DIRECTION 1>
Answer these from the topology thread:
(a) How does the thread define the boundary of a subset A of X?
(b) According to the listed equations, how is the closure of a set defined?
(c) In the attempt at part a, what equality does the poster say still needs to be shown to finish the proof?
Mark your answers (a), (b), (c), one per line.

### EXTRACT PROVIDED

Proving Closure of A in Topological Space X

[c16]

Homework Statement

Let X be a topological space. If A is a subset of X, the the boundary of A is closure(A) intersect closure(X-A).
a. prove that interior(A) and boundary(A) are disjoint and that closure(A)=interior(A) union boundary(A)
b. prove that U is open iff Boundary(U)=closure(U)-U
c. If U is a nonempty open set in X, is it true that U=Interior(closure(U))? show it or give a counter example.

Homework Equations

-the complement of a closed set is open
- the closure of a set is defined as the intersection of all closed set containing A
- the interior of a set is the union of all open sets contained in A

The Attempt at a Solution

a. To prove that Int(A) and Boundary(A) are disjoint, assume the opposite. Let x be in both Int(A) and Bound(A). Then, if x is in Int(A), since Int(A) is open, there exists an open ngbd U of x such that U is contained in Int(A). Now, x in Bound(A) means that x is both in closure(A) and in closure(X-A). If x is in the closure of X-A, then every open ngbd of x intersects X-A. But, U is contained in A, so this is a contradiction. Thus Int(A) and Bound(A) are disjoint. (Am I missing anything here??)
Now, I'm not sure how to prove this equality, although I understand it intuitively. I thought about doing it like this: Int(A) union Bound(A)=Int(A) union (clos(A) intersect clos(X-A))= (Int(A) union clos(A)) intersect (Int(A) unions clos(X-A))=clos(A) intersect (Int(A) union (clos(X-A)). Now, I just need to show that Int(A) union clos(X-A) =X, but I'm not sure how to do that.
b. Assume Bound(U)=clos(U)-U, and U is not open. Then, U(complement) is not closed. Then, Bound(U)=clos(U) intersect U(complement) is not necessarily closed... it seems like this is getting a bit hazy..

######

DIRECTION 2>
Render the records as a numbered list, from the line with "as [[64, 44]]." up to and including the line with "[[130, 57]]", leaving out any blank lines.

### PROVIDED RECORDS

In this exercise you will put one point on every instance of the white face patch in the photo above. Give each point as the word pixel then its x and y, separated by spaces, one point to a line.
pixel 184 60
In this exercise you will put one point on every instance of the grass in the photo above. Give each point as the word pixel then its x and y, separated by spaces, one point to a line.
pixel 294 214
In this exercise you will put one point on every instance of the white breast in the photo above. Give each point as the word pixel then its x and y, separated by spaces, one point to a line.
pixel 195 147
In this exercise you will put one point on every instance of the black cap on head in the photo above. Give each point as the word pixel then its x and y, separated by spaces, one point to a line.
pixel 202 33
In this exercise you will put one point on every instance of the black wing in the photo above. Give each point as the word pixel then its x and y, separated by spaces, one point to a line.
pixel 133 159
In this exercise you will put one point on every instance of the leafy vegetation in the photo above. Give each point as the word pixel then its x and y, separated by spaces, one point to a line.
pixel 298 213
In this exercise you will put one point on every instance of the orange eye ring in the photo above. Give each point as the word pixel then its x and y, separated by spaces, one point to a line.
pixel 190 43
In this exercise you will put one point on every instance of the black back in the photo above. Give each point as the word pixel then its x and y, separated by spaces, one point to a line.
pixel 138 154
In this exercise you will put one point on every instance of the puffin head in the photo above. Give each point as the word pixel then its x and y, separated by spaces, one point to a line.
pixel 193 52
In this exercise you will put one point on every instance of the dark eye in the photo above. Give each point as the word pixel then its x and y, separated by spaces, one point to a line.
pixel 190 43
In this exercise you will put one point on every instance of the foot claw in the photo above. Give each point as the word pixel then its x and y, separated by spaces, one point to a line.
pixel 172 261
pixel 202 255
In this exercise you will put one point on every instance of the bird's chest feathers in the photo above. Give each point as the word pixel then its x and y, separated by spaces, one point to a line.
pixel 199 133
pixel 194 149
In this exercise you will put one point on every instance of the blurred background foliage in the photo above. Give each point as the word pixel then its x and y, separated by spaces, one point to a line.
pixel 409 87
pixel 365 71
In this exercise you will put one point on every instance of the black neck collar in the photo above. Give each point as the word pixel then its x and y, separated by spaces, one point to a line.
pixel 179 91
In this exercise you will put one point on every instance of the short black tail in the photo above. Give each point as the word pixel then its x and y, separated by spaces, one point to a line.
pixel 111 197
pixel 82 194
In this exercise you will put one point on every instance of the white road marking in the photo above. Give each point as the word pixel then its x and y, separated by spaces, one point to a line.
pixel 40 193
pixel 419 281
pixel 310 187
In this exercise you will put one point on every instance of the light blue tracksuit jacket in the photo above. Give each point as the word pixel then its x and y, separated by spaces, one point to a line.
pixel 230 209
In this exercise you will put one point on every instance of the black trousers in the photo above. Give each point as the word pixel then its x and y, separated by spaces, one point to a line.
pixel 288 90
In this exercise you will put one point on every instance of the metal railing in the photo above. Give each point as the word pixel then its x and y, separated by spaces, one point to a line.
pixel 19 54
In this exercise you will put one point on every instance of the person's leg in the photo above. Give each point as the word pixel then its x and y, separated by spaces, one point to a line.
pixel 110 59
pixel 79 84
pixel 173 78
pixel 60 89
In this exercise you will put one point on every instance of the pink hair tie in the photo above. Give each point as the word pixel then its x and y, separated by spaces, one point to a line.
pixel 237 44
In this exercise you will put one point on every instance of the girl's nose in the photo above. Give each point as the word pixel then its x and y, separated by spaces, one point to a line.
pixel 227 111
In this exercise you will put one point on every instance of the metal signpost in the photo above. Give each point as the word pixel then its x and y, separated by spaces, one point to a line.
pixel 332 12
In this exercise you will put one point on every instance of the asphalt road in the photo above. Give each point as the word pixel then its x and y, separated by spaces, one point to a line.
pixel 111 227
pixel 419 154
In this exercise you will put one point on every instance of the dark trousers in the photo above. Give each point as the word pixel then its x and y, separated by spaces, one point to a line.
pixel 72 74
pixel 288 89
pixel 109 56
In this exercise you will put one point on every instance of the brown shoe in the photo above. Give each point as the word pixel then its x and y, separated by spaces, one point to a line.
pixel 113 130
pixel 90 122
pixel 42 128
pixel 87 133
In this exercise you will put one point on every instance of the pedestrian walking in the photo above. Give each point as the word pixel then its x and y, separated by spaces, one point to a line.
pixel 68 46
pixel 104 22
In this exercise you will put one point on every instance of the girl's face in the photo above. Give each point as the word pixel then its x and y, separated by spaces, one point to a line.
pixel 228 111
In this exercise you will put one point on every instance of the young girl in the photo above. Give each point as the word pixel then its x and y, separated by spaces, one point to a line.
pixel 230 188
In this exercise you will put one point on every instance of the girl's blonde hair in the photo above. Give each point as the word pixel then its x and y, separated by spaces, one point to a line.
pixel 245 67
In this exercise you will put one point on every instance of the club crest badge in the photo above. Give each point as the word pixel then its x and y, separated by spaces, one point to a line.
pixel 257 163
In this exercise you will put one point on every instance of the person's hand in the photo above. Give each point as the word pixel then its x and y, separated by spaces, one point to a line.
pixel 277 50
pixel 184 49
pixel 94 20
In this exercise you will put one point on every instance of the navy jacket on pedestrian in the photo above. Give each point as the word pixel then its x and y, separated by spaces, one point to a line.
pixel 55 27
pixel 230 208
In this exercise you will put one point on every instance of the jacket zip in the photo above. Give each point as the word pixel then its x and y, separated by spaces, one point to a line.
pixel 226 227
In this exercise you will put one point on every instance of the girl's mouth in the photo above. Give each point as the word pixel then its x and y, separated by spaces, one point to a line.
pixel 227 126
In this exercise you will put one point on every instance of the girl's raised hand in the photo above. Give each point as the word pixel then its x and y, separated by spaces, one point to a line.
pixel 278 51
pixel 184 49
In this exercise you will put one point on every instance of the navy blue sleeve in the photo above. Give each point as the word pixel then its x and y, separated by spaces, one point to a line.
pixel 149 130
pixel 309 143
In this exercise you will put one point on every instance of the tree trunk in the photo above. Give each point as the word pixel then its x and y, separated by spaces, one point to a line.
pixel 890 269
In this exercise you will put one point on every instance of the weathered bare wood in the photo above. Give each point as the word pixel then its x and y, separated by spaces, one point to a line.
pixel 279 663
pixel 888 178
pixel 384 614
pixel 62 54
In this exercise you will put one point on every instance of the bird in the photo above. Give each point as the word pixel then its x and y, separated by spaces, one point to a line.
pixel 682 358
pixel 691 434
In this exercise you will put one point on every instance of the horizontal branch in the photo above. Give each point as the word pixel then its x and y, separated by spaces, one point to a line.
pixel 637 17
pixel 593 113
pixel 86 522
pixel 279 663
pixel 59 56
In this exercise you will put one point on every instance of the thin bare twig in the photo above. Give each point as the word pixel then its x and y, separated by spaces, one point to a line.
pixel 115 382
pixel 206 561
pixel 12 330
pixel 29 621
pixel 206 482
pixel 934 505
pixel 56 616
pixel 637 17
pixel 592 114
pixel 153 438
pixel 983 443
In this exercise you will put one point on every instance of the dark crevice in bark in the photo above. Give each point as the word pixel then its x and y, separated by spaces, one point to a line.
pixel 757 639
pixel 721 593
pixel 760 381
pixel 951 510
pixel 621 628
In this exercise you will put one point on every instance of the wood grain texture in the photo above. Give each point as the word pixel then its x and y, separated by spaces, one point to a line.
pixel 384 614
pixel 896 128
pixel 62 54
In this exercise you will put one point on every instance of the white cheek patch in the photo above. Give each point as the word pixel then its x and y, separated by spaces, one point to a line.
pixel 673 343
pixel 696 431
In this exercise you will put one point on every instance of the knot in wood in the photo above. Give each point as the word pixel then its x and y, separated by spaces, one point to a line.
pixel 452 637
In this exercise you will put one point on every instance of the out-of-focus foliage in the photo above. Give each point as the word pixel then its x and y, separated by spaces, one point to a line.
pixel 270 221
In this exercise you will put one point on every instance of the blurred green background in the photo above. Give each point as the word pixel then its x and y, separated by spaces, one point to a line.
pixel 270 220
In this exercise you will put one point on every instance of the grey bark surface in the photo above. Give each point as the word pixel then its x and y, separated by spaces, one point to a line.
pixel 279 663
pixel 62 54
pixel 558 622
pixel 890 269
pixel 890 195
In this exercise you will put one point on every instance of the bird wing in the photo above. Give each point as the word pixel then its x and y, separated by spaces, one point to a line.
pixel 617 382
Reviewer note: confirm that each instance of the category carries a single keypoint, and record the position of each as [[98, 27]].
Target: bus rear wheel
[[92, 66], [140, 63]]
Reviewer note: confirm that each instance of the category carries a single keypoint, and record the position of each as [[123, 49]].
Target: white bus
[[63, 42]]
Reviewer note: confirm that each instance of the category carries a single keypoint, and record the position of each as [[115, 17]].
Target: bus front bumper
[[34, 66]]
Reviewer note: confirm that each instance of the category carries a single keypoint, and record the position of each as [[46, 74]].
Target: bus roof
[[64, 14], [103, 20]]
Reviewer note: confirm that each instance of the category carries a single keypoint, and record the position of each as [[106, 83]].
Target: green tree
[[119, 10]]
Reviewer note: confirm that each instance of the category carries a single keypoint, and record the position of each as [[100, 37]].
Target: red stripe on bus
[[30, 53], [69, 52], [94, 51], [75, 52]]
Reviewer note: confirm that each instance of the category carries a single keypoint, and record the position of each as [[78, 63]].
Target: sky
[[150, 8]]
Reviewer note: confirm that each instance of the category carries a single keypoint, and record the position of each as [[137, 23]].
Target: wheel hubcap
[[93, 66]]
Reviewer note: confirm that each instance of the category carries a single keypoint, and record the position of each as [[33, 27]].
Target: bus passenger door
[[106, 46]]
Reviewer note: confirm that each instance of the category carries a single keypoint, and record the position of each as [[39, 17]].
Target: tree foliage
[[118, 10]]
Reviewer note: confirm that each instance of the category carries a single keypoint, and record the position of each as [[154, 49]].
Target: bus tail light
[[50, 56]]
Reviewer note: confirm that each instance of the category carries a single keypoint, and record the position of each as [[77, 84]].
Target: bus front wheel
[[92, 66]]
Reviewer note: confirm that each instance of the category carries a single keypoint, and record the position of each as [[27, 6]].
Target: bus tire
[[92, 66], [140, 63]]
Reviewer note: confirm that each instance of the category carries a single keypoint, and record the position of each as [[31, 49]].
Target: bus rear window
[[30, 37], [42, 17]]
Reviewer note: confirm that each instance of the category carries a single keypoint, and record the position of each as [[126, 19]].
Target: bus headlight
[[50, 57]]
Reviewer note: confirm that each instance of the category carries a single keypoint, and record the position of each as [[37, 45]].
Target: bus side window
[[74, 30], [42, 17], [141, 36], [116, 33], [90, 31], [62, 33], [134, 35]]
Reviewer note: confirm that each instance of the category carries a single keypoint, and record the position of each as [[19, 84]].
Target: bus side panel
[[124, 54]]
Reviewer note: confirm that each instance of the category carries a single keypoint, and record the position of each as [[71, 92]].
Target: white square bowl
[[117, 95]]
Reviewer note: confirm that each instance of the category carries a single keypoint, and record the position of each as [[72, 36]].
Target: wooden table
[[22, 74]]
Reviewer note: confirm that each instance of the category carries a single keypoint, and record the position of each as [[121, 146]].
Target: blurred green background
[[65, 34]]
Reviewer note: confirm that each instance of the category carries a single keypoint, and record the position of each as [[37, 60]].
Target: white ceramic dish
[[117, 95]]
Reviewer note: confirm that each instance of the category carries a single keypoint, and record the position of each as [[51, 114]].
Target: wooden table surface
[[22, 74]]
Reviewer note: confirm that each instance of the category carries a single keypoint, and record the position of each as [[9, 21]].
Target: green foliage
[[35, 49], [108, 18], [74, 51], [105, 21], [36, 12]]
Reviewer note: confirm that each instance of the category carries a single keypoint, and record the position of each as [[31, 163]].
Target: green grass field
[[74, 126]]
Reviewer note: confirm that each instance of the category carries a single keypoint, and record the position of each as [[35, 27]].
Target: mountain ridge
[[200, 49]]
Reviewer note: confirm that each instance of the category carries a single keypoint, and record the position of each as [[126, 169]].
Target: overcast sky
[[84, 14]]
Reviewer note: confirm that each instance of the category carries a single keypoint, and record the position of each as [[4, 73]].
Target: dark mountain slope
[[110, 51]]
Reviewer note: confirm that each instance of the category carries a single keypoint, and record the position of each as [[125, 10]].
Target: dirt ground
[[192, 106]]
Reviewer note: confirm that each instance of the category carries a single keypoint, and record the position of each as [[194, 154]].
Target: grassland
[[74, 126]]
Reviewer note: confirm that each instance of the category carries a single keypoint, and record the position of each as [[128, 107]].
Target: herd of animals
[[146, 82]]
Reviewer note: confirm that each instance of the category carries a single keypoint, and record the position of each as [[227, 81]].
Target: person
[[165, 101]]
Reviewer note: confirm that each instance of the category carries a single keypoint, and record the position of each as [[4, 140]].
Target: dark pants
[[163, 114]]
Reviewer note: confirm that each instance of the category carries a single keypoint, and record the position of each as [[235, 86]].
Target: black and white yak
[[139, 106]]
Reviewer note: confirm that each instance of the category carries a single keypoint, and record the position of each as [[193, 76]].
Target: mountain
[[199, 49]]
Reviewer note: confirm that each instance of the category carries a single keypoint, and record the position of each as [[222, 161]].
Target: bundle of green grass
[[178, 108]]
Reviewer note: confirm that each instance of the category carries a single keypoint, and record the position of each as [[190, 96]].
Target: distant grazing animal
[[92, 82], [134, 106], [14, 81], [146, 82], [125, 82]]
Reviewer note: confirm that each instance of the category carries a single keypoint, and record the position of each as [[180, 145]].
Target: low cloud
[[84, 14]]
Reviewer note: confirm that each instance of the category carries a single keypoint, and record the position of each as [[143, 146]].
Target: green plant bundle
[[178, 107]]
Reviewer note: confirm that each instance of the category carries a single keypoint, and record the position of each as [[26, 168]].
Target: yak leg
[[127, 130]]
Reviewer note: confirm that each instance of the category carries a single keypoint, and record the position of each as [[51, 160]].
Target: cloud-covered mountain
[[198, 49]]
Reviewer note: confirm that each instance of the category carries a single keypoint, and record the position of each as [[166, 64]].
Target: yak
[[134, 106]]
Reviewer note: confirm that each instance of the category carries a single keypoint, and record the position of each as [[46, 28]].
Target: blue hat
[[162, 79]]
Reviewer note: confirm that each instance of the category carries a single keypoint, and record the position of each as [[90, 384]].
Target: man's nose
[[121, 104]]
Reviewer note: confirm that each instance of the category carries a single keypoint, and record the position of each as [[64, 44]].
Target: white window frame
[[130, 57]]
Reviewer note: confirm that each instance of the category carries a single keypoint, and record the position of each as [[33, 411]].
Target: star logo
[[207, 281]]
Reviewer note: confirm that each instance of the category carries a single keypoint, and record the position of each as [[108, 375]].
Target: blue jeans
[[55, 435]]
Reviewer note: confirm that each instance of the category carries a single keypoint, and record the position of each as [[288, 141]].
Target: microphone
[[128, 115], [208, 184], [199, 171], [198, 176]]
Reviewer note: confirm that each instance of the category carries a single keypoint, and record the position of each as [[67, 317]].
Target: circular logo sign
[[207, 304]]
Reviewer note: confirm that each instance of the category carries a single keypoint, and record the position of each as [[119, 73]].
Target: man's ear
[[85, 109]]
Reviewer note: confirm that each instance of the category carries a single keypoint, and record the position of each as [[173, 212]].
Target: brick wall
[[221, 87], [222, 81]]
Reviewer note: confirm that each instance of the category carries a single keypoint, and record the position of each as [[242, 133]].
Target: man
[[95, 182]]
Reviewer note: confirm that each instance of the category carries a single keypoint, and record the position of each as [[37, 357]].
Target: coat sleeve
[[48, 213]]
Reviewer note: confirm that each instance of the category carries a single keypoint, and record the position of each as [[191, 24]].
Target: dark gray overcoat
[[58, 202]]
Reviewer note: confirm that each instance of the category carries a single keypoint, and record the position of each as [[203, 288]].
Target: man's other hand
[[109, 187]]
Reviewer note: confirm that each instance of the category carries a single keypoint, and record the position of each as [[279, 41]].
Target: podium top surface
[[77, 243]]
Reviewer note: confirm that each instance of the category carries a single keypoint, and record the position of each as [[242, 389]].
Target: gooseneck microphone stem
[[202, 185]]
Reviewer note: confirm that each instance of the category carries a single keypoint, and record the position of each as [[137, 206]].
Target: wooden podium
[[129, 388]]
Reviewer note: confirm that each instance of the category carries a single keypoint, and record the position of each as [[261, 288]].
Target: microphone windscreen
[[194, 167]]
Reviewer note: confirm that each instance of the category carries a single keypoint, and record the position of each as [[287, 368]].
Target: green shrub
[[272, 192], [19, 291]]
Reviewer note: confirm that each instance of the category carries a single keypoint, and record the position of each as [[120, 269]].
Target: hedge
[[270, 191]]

######

WRITTEN ANSWER 1>
(a) The boundary of A is closure(A) intersect closure(X-A).
(b) The closure of a set is the intersection of all closed sets containing A.
(c) Int(A) union clos(X-A) = X.

WRITTEN ANSWER 2>
1. Reviewer note: confirm that each instance of the category carries a single keypoint, and record the position of each as [[64, 44]].
2. Target: white window frame
3. [[130, 57]]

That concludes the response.